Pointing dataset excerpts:
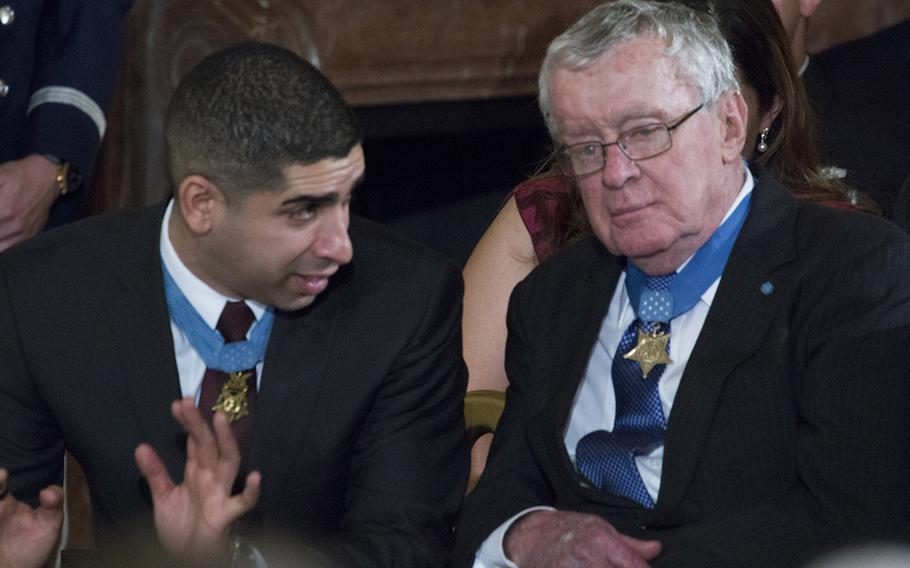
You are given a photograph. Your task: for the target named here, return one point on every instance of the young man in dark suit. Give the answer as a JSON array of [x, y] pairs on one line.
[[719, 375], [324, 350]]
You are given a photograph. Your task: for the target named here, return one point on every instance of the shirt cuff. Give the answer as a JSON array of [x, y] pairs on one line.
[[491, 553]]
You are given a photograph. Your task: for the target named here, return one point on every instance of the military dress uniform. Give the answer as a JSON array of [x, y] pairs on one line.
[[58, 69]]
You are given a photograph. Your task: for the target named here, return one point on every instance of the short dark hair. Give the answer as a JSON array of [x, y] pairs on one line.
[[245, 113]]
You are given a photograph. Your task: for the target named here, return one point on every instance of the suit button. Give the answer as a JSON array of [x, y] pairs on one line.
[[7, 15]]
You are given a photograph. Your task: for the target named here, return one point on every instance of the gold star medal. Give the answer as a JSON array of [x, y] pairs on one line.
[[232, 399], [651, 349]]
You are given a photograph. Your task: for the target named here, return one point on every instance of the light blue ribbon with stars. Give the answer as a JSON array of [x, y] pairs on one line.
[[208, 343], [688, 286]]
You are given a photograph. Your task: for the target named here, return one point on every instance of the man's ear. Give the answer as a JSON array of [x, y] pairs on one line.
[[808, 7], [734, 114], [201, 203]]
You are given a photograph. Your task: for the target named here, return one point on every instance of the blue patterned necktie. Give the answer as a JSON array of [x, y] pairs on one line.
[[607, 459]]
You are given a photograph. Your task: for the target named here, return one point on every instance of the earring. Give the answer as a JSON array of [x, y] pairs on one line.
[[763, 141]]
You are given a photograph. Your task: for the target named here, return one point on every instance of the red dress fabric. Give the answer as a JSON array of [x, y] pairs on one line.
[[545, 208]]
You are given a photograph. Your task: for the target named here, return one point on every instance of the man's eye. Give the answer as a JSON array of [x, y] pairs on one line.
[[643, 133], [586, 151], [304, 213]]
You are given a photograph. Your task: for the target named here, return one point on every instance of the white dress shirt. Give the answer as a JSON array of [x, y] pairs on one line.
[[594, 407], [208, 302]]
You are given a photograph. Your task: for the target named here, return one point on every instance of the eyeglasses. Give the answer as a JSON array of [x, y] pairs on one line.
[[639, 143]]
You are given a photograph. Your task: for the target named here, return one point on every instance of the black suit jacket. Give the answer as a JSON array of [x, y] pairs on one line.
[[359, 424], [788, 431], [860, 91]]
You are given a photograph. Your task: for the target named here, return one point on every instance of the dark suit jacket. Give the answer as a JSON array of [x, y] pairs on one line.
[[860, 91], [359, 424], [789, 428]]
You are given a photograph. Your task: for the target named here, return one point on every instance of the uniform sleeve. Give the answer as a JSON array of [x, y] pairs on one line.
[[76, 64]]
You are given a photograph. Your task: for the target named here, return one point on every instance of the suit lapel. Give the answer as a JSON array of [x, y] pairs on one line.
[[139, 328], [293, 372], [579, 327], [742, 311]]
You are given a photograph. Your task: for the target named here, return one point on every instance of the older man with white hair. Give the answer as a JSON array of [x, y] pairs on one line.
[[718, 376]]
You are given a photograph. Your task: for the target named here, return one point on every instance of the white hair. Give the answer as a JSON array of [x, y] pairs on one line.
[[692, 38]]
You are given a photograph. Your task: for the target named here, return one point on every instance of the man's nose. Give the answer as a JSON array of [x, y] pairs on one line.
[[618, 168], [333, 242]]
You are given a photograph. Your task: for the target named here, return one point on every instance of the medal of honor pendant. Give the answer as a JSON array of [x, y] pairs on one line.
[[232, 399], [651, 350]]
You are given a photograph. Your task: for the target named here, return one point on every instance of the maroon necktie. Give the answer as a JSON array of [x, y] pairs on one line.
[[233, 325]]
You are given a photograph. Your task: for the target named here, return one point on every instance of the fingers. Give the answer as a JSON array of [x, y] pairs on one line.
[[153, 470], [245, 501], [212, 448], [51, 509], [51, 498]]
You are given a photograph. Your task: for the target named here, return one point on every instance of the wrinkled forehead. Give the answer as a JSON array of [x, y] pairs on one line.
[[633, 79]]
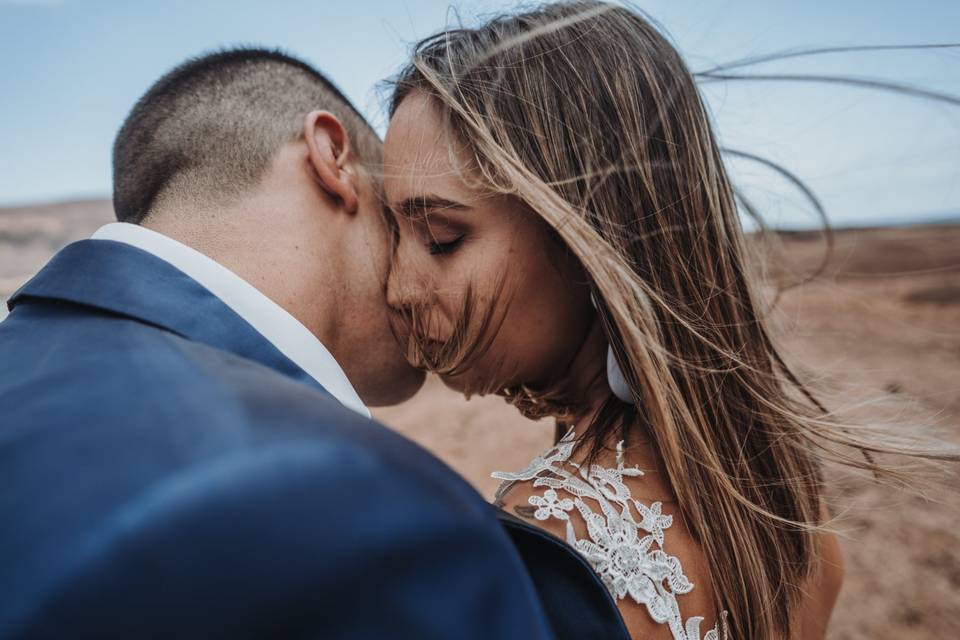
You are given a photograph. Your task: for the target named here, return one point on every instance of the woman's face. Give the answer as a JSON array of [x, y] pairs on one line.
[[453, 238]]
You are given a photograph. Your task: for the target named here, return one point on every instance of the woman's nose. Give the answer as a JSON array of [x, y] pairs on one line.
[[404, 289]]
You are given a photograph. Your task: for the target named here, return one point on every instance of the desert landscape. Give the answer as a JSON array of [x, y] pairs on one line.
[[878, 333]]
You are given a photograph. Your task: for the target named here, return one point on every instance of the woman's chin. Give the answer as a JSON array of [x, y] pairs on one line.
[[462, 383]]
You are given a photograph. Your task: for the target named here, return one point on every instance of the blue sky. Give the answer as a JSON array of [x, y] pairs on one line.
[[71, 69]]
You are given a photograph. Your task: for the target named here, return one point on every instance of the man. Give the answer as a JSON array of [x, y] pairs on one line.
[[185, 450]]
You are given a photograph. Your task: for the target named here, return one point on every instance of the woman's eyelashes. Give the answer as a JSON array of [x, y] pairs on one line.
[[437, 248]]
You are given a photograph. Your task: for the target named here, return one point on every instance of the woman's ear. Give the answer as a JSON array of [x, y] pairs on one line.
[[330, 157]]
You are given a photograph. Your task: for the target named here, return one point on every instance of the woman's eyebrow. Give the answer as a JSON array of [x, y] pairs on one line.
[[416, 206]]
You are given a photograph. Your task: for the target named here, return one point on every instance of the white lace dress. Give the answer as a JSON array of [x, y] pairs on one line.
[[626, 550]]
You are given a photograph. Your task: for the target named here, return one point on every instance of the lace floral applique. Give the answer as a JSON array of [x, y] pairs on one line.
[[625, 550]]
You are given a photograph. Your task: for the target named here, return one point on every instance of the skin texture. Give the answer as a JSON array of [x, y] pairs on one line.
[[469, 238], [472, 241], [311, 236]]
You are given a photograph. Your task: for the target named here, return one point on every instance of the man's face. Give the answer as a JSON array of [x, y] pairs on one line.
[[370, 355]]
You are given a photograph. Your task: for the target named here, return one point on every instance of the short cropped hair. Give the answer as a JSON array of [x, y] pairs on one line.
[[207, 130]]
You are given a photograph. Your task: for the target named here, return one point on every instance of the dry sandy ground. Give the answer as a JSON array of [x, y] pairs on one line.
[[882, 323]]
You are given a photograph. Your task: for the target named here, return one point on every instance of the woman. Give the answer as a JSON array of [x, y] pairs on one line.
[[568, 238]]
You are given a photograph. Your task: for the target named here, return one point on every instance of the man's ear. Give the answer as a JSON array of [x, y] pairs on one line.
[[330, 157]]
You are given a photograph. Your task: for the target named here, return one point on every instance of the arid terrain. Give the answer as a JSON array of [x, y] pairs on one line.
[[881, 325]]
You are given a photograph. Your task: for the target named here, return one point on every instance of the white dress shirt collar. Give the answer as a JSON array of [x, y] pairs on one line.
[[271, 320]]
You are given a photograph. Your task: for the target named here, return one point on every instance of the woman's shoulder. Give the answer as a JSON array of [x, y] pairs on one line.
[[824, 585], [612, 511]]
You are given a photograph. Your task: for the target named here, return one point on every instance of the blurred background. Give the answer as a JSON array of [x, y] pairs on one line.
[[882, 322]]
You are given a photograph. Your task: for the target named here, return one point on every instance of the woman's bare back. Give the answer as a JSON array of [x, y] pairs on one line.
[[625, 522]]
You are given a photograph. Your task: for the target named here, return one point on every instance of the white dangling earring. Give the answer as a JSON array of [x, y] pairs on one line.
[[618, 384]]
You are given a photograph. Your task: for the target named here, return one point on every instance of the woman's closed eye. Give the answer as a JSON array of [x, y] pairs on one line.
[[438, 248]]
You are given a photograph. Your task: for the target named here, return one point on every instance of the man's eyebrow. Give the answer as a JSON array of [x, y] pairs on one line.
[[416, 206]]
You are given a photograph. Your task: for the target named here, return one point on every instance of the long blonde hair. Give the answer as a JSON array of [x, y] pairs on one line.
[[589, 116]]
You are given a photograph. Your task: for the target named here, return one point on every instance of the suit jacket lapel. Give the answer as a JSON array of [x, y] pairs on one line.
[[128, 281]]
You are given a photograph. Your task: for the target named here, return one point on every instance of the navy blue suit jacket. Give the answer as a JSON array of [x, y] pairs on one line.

Task instructions: Take the line that contains "of the blurred" and each line after it down to the last of the records, and retype them exactly; add nothing else.

Finished exercise:
You are given a photograph. Your task: for the target named here, return one point on every instance of the blurred background. Give the answer as a JSON array of [x, y] pairs on one line.
[[882, 322]]
You are given a photograph. Your task: for the target named here, return one point on every instance of the woman's bare back. Give the answer as a JSON array of [x, y] pairs on one line.
[[625, 522]]
You are given a photograph. Your task: for the target named here, return one point on every instance of the white dangling earring. Give the answer as a JSON array of [x, y] pairs on one line.
[[618, 384]]
You are given a photograph. Your task: for the target named here, return one point on every instance of the woman's closed eye. Give the answer as a JSON array of [x, y] pairs on one line.
[[438, 248]]
You are given a photograph. Your task: for the target named here, return one point on every instance of the man's eyebrow. Give the answer as a JSON array of [x, y] pairs on one line.
[[416, 206]]
You are given a photograph. Your task: for the target named here, return one point on every instance of the long blonde hair. Give the answer as a JSON array of [x, y] pairs on one line.
[[589, 116]]
You are given a photograph. Your task: for the target named here, return one point on every instance of the suit jacket lapel. Give the answer as a JSON array of [x, y] pairs on one line.
[[128, 281]]
You are given a photograph. Your task: for the target named here, return one point on every instance of the navy blue suit jacket. Give the answer as a JSON array of [x, y] pairs on one line.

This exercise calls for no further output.